Instructions for the task: The line containing "Target: wooden oar" marks the start, and the last line of the records below marks the end. Print that run exactly and nothing else.

Exercise materials:
↓↓↓
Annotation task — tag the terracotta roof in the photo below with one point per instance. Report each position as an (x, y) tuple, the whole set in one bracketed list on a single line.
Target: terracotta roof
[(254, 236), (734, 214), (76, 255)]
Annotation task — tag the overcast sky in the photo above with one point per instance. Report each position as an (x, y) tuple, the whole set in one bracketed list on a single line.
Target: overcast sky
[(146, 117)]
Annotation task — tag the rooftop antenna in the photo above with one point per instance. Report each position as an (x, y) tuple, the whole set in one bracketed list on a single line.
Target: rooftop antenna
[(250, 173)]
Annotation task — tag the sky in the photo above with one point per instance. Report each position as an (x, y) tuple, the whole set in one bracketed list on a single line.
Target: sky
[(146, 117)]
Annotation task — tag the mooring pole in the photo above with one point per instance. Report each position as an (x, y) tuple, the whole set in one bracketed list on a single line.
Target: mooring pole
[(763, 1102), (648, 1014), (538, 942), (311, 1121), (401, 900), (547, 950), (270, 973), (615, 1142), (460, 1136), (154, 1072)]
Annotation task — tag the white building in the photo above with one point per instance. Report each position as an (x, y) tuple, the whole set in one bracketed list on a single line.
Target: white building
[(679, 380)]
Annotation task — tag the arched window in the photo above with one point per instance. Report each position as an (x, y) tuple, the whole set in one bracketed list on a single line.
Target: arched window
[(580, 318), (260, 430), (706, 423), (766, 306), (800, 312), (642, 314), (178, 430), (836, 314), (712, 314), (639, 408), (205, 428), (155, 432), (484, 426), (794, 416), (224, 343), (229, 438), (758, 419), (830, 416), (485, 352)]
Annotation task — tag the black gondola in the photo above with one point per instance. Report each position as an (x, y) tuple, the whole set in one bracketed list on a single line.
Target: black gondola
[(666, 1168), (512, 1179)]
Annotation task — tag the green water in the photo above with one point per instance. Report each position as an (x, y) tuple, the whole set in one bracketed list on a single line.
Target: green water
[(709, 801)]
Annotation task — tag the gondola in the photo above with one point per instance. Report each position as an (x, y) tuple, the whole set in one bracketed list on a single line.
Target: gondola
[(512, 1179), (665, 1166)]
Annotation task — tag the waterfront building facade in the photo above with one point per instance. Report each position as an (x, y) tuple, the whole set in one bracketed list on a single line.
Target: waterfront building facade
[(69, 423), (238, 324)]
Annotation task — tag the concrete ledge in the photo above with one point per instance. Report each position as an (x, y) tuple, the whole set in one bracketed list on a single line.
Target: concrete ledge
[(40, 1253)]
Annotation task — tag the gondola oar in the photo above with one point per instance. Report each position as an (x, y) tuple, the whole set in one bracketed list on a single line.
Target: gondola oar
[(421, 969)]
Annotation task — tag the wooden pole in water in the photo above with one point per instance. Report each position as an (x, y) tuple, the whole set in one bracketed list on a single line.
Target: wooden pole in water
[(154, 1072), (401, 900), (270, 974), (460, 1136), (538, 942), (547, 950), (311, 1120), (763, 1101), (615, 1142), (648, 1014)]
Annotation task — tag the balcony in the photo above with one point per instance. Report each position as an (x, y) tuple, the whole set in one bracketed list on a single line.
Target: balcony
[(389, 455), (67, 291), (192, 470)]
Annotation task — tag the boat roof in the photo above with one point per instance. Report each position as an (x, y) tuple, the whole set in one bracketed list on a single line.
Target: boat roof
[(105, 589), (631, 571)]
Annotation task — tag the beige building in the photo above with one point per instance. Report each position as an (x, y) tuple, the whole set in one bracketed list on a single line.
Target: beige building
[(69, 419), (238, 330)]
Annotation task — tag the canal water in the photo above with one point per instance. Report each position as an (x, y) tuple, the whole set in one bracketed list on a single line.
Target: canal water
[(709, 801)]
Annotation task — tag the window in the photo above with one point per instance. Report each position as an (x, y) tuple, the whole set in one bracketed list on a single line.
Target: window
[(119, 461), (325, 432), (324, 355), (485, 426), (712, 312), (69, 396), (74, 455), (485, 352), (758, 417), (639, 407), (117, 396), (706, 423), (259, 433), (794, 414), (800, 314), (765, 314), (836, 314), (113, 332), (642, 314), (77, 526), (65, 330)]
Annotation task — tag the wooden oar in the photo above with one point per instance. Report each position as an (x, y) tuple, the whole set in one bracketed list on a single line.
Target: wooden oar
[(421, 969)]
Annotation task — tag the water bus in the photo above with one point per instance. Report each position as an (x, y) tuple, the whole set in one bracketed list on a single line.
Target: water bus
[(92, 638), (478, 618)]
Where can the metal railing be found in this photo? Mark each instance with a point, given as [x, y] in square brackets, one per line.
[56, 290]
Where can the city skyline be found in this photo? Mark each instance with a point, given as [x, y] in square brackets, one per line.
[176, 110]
↑↑↑
Result:
Target: wooden oar
[(421, 969)]
Annotation task — tag the water bus in the photo above with one point per instance. Report each position as an (x, y) tuple, the whole set in one bracketed list on a single line.
Target: water bus
[(92, 638), (478, 618)]
Where can the metal railing be found in this photo? Mark each instance with a point, given as [x, y] in square brackets, one per line.
[56, 290]
Where can the city skyline be found in this photo? Mark each instance with a point, given as [x, y] in square brackets, one per line.
[176, 110]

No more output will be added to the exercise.